(Images for object localization)
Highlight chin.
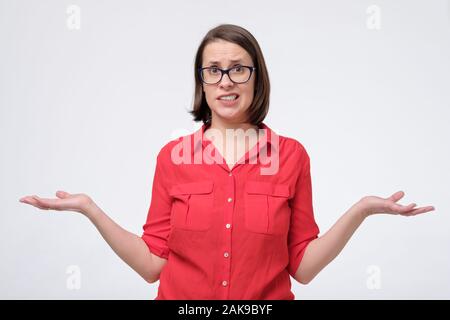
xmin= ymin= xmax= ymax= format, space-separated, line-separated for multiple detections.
xmin=214 ymin=112 xmax=243 ymax=124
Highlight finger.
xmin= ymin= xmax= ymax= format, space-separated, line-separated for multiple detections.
xmin=388 ymin=191 xmax=405 ymax=203
xmin=21 ymin=196 xmax=51 ymax=210
xmin=31 ymin=196 xmax=50 ymax=210
xmin=31 ymin=196 xmax=56 ymax=210
xmin=19 ymin=195 xmax=38 ymax=203
xmin=56 ymin=190 xmax=70 ymax=199
xmin=401 ymin=206 xmax=435 ymax=216
xmin=389 ymin=202 xmax=416 ymax=213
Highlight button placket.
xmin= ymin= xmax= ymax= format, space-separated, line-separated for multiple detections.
xmin=220 ymin=170 xmax=235 ymax=298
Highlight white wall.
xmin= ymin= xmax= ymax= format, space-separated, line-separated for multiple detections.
xmin=1 ymin=0 xmax=449 ymax=299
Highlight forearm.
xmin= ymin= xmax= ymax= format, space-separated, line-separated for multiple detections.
xmin=84 ymin=202 xmax=158 ymax=283
xmin=295 ymin=200 xmax=368 ymax=284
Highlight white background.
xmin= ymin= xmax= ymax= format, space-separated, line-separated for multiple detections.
xmin=1 ymin=0 xmax=449 ymax=299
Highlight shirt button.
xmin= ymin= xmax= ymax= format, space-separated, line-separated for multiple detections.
xmin=227 ymin=197 xmax=233 ymax=203
xmin=228 ymin=172 xmax=232 ymax=176
xmin=224 ymin=252 xmax=229 ymax=258
xmin=226 ymin=223 xmax=231 ymax=229
xmin=222 ymin=280 xmax=228 ymax=287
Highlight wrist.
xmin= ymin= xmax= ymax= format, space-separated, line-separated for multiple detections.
xmin=354 ymin=198 xmax=372 ymax=220
xmin=83 ymin=200 xmax=101 ymax=221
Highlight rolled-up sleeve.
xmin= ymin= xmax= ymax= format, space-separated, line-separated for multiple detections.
xmin=141 ymin=150 xmax=172 ymax=260
xmin=287 ymin=143 xmax=320 ymax=277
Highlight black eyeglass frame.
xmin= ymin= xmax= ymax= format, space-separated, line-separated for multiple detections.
xmin=198 ymin=65 xmax=257 ymax=84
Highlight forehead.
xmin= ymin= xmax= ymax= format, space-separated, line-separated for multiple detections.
xmin=202 ymin=39 xmax=253 ymax=65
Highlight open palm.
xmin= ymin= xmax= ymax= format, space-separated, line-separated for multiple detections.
xmin=19 ymin=191 xmax=93 ymax=215
xmin=360 ymin=191 xmax=435 ymax=217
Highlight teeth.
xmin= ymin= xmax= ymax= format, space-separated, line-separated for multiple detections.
xmin=219 ymin=95 xmax=238 ymax=101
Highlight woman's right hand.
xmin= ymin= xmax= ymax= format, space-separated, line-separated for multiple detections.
xmin=20 ymin=190 xmax=165 ymax=283
xmin=19 ymin=191 xmax=95 ymax=216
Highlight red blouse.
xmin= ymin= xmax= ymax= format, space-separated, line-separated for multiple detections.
xmin=141 ymin=122 xmax=320 ymax=299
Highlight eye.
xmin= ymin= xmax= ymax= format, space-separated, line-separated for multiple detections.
xmin=209 ymin=67 xmax=219 ymax=74
xmin=232 ymin=65 xmax=244 ymax=73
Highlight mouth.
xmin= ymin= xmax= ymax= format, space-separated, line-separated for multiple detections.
xmin=217 ymin=94 xmax=240 ymax=106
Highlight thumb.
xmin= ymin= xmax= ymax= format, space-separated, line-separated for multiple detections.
xmin=388 ymin=190 xmax=405 ymax=202
xmin=55 ymin=190 xmax=71 ymax=198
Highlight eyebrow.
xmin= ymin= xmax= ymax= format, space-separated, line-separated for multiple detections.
xmin=206 ymin=59 xmax=245 ymax=65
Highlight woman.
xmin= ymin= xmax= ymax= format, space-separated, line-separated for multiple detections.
xmin=19 ymin=24 xmax=435 ymax=300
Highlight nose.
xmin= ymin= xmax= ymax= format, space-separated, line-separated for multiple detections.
xmin=219 ymin=72 xmax=234 ymax=88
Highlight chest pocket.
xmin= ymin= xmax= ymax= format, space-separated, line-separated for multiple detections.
xmin=169 ymin=181 xmax=214 ymax=231
xmin=244 ymin=181 xmax=291 ymax=235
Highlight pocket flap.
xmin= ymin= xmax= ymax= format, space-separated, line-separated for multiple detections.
xmin=169 ymin=181 xmax=214 ymax=196
xmin=245 ymin=181 xmax=290 ymax=197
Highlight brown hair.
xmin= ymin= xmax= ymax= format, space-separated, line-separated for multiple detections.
xmin=189 ymin=24 xmax=270 ymax=125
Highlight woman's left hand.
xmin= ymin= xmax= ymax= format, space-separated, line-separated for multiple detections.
xmin=359 ymin=191 xmax=435 ymax=218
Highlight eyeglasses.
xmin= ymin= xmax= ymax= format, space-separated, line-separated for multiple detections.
xmin=198 ymin=65 xmax=256 ymax=84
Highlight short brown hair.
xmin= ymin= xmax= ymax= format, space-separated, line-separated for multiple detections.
xmin=189 ymin=24 xmax=270 ymax=125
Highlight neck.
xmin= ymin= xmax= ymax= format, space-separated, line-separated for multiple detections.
xmin=206 ymin=116 xmax=259 ymax=137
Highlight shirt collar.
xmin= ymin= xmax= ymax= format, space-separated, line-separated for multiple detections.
xmin=191 ymin=121 xmax=277 ymax=159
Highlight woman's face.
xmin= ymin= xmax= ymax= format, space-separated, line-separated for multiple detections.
xmin=201 ymin=39 xmax=255 ymax=125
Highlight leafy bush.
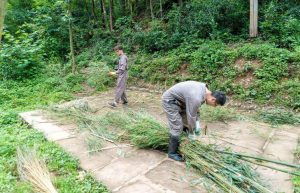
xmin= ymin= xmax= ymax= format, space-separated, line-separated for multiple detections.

* **Problem**
Up to and including the line with "Highlight forehead.", copy the data above from its first line. Skip pictures.

* **Answer space**
Highlight chin.
xmin= ymin= xmax= ymax= format, space-separated, line-separated for multiple detections.
xmin=214 ymin=112 xmax=243 ymax=124
Highlight finger.
xmin= ymin= xmax= ymax= format, space-separated, line-separated for multiple detections.
xmin=388 ymin=191 xmax=405 ymax=203
xmin=21 ymin=196 xmax=51 ymax=210
xmin=31 ymin=196 xmax=50 ymax=210
xmin=31 ymin=196 xmax=56 ymax=210
xmin=19 ymin=195 xmax=38 ymax=203
xmin=56 ymin=190 xmax=70 ymax=199
xmin=401 ymin=206 xmax=435 ymax=216
xmin=389 ymin=202 xmax=416 ymax=213
Highlight button placket.
xmin= ymin= xmax= ymax= format, space-separated, line-separated for multiple detections.
xmin=220 ymin=170 xmax=235 ymax=298
Highlight white wall.
xmin= ymin= xmax= ymax= format, space-separated, line-separated for multiple detections.
xmin=1 ymin=0 xmax=449 ymax=299
Highlight forearm.
xmin= ymin= xmax= ymax= format, space-separated, line-separated for multiple detections.
xmin=84 ymin=202 xmax=158 ymax=283
xmin=295 ymin=200 xmax=368 ymax=284
Highlight white background.
xmin= ymin= xmax= ymax= format, space-separated, line-separated for multiple detections.
xmin=1 ymin=0 xmax=449 ymax=299
Highlight shirt button.
xmin= ymin= xmax= ymax= format, space-separated, line-separated for multiple detections.
xmin=227 ymin=197 xmax=233 ymax=203
xmin=228 ymin=172 xmax=232 ymax=176
xmin=224 ymin=252 xmax=229 ymax=258
xmin=226 ymin=223 xmax=231 ymax=229
xmin=222 ymin=280 xmax=228 ymax=287
Highlight wrist.
xmin= ymin= xmax= ymax= format, space-separated, line-separated for multiple detections.
xmin=354 ymin=198 xmax=372 ymax=220
xmin=83 ymin=200 xmax=101 ymax=221
Highlight rolled-up sleeve.
xmin= ymin= xmax= ymax= format, space-separated, line-separated for multiple detections.
xmin=141 ymin=150 xmax=172 ymax=260
xmin=287 ymin=143 xmax=320 ymax=277
Highlight black eyeglass frame.
xmin= ymin= xmax= ymax= format, space-separated, line-separated for multiple detections.
xmin=198 ymin=65 xmax=257 ymax=84
Highlight forehead.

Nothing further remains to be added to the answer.